### EXTRAIT CHOISI ###
Tout comme nous, un chien peut avoir peur, que ce soit d'humains, d'objets ou même de congénères. Et de la même façon que nous, ils vont commencer à sécréter des hormones comme l'adrénaline ou le cortisol. Les réactions qui vont découler de cette production d'hormones vont être majoritairement involontaires (hérissement du poil, dilatation des pupilles, hypersalivation, raideur du corps, etc.) et certaines vont être volontaires sans pour autant être réfléchies (aboiements, grognements, assauts vers l'avant, etc.).
Imaginez quelque chose dont vous avez peur, peu importe la chose en question. De mon côté, ce sont les araignées, par exemple. Je vais donc avoir des réactions involontaires (tremblements, sensation de paralysie, sécrétion de sueur, etc.) mais également des réactions volontaires (éloignement de la bestiole en question, appel pour que quelqu'un fasse quelque chose, etc.). En résumé, là-dessus, nous sommes très semblables aux chiens, même si nos réactions diffèrent. D'ailleurs, je n'ai sans doute pas les mêmes réactions de peur que vous, certains seront plus expressifs que d'autres ou au contraire vont être inhibés en fonction de la situation dans laquelle ils se trouvent.
Je vais vous donner une situation en guise d'exemple : comme vous le savez maintenant, j'ai peur des araignées. Vous savez les réactions de peur que je peux avoir et vous savez également que je vais privilégier la fuite à toute autre tentative contre ce qui me fait peur. C'est quelque chose que je ne contrôle pas, que je ne peux pas réfréner. Je vais donc fuir dans le cas où la situation me le permet. En revanche, imaginez que mon compagnon m'emmène dans un endroit complètement hermétique où il y a une centaine d'araignées, sous prétexte qu'il faut « me guérir de ma peur. » Je vais me retrouver, imaginons, dans six mètres carré avec tout plein d'araignées autour de moi. Que va-t-il se passer ? Là où auparavant j'aurais fui, ici je vais sans doute hurler énormément, alors que je ne suis pas très expressive à la base à ce niveau. Puis, voyant que mes hurlements ne fonctionnent pas, je vais tenter d'éclater des araignées (désolée d'avance pour les défenseurs de ces braves bêtes). Je vais me rendre compte qu'il y en a trop et que mon comportement est inopérant, survient alors la tétanie. Je vais alors ne plus réagir du tout. Je vais réaliser que je ne peux plus rien faire, qu'aucune de mes réactions ne fonctionne. En état de détresse complète, je vais simplement me taire et ne plus rien essayer jusqu'à ce qu'on me sorte de cet enfer. C'est ce que l'on nomme l'état de détresse acquise : je sais que rien ne saurait me sortir d'une situation où je suis aussi mal qu'il est possible de l'être.
### DONNÉES EXTRAITES ###
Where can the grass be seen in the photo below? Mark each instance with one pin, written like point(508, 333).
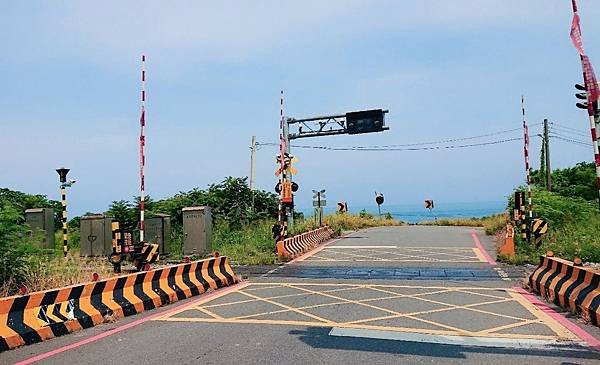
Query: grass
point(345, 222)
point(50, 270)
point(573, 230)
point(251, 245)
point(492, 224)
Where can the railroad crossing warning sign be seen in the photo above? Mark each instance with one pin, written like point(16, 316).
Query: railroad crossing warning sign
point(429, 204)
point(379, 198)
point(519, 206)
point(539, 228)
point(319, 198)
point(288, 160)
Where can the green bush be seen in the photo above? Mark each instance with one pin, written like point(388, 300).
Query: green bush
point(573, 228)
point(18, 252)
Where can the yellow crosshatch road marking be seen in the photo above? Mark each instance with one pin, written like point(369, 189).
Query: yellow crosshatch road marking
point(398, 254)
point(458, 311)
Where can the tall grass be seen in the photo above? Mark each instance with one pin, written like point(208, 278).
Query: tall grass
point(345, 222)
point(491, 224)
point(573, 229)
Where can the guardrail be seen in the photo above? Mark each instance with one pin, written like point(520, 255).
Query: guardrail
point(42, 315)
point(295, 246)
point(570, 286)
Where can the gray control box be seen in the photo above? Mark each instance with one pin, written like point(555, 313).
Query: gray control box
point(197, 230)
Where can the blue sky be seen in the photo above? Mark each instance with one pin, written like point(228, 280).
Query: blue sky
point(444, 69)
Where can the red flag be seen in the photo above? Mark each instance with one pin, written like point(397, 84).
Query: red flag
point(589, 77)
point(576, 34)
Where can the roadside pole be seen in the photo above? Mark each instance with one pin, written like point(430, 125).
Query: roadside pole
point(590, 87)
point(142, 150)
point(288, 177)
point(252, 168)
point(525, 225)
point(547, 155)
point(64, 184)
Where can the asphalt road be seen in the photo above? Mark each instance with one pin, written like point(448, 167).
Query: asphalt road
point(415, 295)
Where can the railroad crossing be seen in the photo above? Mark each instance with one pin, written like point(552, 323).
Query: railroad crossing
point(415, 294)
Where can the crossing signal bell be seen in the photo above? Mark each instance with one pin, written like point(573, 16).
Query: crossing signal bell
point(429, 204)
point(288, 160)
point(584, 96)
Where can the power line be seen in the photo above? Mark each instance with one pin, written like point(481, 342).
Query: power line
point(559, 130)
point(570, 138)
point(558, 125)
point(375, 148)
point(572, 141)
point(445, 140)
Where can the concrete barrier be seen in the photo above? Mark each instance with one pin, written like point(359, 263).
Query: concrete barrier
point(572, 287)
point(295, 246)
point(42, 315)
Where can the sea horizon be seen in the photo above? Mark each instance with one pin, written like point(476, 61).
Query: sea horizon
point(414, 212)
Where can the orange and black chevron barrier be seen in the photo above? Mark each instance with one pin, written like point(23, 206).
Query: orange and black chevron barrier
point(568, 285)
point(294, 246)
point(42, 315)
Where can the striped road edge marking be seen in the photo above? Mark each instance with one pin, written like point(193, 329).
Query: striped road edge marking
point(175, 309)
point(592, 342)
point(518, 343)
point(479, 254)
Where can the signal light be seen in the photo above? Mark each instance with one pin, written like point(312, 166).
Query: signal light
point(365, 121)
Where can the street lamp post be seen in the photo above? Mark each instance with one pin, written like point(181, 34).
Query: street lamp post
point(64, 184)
###
TÂCHES DEMANDÉES:
1. Recopiez le passage de l'extrait sur la peur allant de « Imaginez quelque chose » jusqu'à « ils se trouvent. » inclus.
2. Répondez brièvement à partir de l'extrait sur la peur :
(a) Quelles hormones le chien commence-t-il à sécréter lorsqu'il a peur ?
(b) De quels animaux la personne qui écrit a-t-elle peur ?
(c) Quelle surface est donnée pour l'endroit hermétique imaginé ?
3. D'après l'extrait sur la peur, pourquoi la personne qui écrit finit-elle par ne plus réagir du tout dans l'endroit rempli d'araignées ? Répondez en une à trois phrases.

RÉPONSES DONNÉES:
1.
Imaginez quelque chose dont vous avez peur, peu importe la chose en question. De mon côté, ce sont les araignées, par exemple. Je vais donc avoir des réactions involontaires (tremblements, sensation de paralysie, sécrétion de sueur, etc.) mais également des réactions volontaires (éloignement de la bestiole en question, appel pour que quelqu'un fasse quelque chose, etc.). En résumé, là-dessus, nous sommes très semblables aux chiens, même si nos réactions diffèrent. D'ailleurs, je n'ai sans doute pas les mêmes réactions de peur que vous, certains seront plus expressifs que d'autres ou au contraire vont être inhibés en fonction de la situation dans laquelle ils se trouvent.

2.
(a) L'adrénaline et le cortisol.
(b) Des araignées.
(c) Six mètres carrés.

3. Ses hurlements ne fonctionnent pas, et les araignées sont trop nombreuses pour qu'elle puisse les éclater. Elle comprend alors que son comportement est inopérant et qu'aucune de ses réactions ne fonctionne. Elle reste donc sans rien tenter jusqu'à ce qu'on la sorte de là.